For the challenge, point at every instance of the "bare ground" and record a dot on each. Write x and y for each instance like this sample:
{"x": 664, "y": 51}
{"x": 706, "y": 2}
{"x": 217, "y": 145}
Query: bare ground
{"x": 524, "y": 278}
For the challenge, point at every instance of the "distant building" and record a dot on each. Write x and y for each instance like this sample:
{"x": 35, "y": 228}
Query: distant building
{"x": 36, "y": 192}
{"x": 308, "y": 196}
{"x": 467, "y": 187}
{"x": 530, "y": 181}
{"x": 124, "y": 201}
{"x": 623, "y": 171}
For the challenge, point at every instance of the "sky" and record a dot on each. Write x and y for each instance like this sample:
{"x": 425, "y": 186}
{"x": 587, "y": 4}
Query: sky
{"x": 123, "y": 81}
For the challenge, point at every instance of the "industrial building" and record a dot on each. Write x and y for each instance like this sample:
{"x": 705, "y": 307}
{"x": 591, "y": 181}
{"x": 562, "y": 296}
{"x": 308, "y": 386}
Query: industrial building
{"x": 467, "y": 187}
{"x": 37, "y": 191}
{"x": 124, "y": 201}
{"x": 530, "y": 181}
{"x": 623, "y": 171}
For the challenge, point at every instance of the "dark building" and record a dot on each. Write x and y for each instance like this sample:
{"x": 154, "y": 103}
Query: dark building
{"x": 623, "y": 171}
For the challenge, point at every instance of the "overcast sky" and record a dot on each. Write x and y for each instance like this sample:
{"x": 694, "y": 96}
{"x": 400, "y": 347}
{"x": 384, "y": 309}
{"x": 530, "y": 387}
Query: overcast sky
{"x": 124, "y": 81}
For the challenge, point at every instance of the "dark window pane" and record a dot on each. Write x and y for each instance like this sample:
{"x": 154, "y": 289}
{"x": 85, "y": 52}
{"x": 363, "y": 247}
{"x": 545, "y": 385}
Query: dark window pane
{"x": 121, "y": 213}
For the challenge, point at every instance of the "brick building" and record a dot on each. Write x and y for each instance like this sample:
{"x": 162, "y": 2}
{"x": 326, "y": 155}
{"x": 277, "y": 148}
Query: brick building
▬▬▬
### WHAT IS BEING ASKED
In full and verbatim, repeat the records given above.

### RESULT
For the challenge, point at every instance of the "bare ground" and record a dot on each. Write x and y for each instance like this sample:
{"x": 664, "y": 51}
{"x": 706, "y": 2}
{"x": 217, "y": 145}
Query: bare ground
{"x": 524, "y": 278}
For the challenge, point at every instance of the "distant building" and record a dot on each. Write x and y for each instance like this sample:
{"x": 35, "y": 228}
Query: distant building
{"x": 36, "y": 192}
{"x": 308, "y": 196}
{"x": 467, "y": 187}
{"x": 530, "y": 181}
{"x": 124, "y": 201}
{"x": 623, "y": 171}
For the challenge, point at every instance of the "sky" and record a dot on each. Write x and y for each instance like this sample:
{"x": 425, "y": 186}
{"x": 587, "y": 4}
Query: sky
{"x": 123, "y": 81}
For the challenge, point at every instance of the "industrial building" and record a dot on each. Write x and y for each instance like this sample:
{"x": 705, "y": 307}
{"x": 591, "y": 181}
{"x": 562, "y": 296}
{"x": 308, "y": 386}
Query: industrial building
{"x": 467, "y": 187}
{"x": 37, "y": 191}
{"x": 124, "y": 201}
{"x": 530, "y": 181}
{"x": 623, "y": 171}
For the challenge, point at every instance of the "dark building" and record a dot on each. Write x and y for each instance like this sample:
{"x": 154, "y": 103}
Query: dark building
{"x": 623, "y": 171}
For the challenge, point at every instance of the "overcast sky" and record a dot on each. Write x and y for each instance like this sample:
{"x": 694, "y": 96}
{"x": 400, "y": 347}
{"x": 384, "y": 309}
{"x": 530, "y": 387}
Query: overcast sky
{"x": 124, "y": 81}
For the challenge, point at every instance of the "dark window pane" and record a dot on each. Write x and y for each instance like this sample:
{"x": 154, "y": 289}
{"x": 85, "y": 52}
{"x": 363, "y": 247}
{"x": 545, "y": 385}
Query: dark window pane
{"x": 121, "y": 213}
For the challenge, point at every instance of the "brick building" and record a dot on each. Write x and y for each instance like this sample:
{"x": 162, "y": 2}
{"x": 326, "y": 155}
{"x": 277, "y": 148}
Query: brick building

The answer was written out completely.